- [Natural-language object grounding data]:
_ _ _ _ _ _ _
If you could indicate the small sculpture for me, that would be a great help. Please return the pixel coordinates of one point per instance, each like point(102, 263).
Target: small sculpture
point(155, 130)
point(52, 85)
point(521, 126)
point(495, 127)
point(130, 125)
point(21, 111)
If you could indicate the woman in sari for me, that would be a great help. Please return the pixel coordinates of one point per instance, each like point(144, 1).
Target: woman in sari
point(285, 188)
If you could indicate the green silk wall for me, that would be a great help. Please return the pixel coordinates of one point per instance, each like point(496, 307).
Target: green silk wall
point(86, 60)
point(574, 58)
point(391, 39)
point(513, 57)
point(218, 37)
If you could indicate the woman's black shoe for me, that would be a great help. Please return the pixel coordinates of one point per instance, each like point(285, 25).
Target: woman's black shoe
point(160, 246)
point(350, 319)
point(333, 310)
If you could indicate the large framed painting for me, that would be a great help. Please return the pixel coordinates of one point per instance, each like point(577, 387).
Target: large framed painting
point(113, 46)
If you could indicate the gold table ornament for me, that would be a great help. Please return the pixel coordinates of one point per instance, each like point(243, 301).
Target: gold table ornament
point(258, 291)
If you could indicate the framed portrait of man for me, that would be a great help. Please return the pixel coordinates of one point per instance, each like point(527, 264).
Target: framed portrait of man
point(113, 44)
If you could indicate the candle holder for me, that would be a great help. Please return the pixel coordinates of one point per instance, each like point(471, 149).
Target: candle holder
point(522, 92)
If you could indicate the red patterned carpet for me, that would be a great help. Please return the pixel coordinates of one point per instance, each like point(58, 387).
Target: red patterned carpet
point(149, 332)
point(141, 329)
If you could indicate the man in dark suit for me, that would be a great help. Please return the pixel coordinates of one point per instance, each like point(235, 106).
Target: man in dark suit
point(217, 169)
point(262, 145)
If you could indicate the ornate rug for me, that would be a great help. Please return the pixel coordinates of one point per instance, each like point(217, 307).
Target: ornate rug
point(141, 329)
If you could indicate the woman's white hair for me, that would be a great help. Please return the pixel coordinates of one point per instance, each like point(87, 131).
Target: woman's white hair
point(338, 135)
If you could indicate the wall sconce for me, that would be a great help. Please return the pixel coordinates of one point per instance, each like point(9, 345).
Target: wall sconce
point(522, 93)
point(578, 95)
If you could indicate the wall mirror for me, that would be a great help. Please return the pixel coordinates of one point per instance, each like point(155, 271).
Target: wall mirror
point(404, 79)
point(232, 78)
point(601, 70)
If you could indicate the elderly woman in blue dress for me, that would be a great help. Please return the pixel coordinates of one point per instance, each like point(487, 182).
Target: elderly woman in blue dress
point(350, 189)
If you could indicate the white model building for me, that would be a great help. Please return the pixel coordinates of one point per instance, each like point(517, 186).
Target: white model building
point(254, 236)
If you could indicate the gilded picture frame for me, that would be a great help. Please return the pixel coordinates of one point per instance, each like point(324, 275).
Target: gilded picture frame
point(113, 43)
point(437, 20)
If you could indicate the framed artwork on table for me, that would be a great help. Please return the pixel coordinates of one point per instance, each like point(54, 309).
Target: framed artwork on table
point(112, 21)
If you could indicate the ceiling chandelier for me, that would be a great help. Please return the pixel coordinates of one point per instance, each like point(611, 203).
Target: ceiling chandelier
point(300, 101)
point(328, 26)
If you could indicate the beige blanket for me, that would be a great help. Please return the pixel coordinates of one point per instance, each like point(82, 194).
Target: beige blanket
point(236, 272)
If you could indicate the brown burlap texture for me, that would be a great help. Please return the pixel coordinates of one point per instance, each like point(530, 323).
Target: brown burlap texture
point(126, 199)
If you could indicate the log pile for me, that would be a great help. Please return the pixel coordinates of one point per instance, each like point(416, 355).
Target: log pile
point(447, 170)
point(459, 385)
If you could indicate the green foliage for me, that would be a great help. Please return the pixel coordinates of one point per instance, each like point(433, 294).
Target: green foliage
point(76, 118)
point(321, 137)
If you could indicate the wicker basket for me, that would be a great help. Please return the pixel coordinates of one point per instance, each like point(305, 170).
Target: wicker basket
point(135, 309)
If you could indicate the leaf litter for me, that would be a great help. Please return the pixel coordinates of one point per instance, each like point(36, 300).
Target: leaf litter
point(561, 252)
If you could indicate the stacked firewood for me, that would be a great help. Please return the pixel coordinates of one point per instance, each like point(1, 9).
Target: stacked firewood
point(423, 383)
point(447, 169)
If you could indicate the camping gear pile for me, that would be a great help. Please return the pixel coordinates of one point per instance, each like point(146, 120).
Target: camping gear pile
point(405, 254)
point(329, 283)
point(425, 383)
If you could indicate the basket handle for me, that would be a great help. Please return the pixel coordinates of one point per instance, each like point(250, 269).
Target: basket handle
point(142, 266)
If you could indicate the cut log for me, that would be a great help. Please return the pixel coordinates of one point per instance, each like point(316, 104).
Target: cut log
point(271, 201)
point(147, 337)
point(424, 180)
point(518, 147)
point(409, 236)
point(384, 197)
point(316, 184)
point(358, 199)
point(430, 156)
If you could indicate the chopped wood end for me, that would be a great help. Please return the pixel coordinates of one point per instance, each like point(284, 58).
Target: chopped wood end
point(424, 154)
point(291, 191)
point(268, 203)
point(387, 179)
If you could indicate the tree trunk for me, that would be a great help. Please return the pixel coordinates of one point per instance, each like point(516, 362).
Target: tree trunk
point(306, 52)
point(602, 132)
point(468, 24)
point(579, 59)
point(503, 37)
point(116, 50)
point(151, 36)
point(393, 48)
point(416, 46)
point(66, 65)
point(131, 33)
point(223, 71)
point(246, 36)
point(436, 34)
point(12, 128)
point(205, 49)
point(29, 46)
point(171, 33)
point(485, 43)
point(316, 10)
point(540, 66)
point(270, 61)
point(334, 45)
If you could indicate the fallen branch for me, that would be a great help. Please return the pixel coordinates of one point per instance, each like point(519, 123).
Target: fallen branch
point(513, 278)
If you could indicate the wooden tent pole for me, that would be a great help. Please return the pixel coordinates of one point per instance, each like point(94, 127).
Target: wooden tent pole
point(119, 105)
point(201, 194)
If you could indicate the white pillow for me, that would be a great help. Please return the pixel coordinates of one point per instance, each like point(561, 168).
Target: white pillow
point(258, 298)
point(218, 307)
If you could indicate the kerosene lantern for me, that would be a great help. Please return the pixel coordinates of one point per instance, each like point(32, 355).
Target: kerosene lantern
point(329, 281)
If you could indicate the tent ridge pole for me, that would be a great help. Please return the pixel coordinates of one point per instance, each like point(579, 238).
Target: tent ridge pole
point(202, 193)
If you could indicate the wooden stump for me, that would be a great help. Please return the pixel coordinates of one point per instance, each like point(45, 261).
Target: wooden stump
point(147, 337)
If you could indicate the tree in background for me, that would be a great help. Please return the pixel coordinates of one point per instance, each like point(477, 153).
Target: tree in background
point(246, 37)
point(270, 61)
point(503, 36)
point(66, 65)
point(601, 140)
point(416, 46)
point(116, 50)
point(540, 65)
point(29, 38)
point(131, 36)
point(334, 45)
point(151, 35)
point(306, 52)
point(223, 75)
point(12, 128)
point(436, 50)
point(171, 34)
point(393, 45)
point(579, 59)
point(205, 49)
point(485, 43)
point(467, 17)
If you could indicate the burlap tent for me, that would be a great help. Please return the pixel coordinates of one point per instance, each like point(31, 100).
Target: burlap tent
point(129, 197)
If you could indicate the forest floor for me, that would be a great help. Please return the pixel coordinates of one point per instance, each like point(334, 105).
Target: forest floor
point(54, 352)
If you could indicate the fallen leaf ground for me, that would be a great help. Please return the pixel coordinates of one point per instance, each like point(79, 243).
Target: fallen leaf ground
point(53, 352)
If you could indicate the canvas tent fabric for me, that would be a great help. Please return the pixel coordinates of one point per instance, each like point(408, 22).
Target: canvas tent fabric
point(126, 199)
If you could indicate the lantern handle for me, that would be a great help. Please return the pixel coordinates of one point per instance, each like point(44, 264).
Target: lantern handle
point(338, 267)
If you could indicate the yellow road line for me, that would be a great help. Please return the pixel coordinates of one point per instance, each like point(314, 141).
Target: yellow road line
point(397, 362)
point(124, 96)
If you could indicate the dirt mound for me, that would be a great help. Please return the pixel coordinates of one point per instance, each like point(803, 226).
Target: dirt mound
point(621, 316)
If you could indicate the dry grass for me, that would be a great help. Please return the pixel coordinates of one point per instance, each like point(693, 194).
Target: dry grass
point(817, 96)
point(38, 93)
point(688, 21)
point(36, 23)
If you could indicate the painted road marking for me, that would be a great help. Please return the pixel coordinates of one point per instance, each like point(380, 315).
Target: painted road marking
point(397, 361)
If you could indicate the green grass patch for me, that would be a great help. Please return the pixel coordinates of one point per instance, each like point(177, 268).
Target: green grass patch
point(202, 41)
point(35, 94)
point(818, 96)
_ _ _ _ _ _ _
- [What is needed]: Word for word, restate the lines above from the line containing "Target: lantern handle" through the line containing "If you could indicate the dry", with both included and nothing else.

- [Exercise result]:
Target: lantern handle
point(338, 267)
If you could indicate the yellow road line for me, that would be a great help. Please return the pixel coordinates of one point per instance, each like point(314, 141).
Target: yellow road line
point(397, 362)
point(124, 96)
If you could indicate the dirt mound for me, that would be a great help. Please return the pixel coordinates of one point per instance, each like point(803, 226).
Target: dirt mound
point(621, 316)
If you could indicate the dry grass for me, that would be a great help. Please return the pixel coordinates of one point per instance, each like point(693, 194).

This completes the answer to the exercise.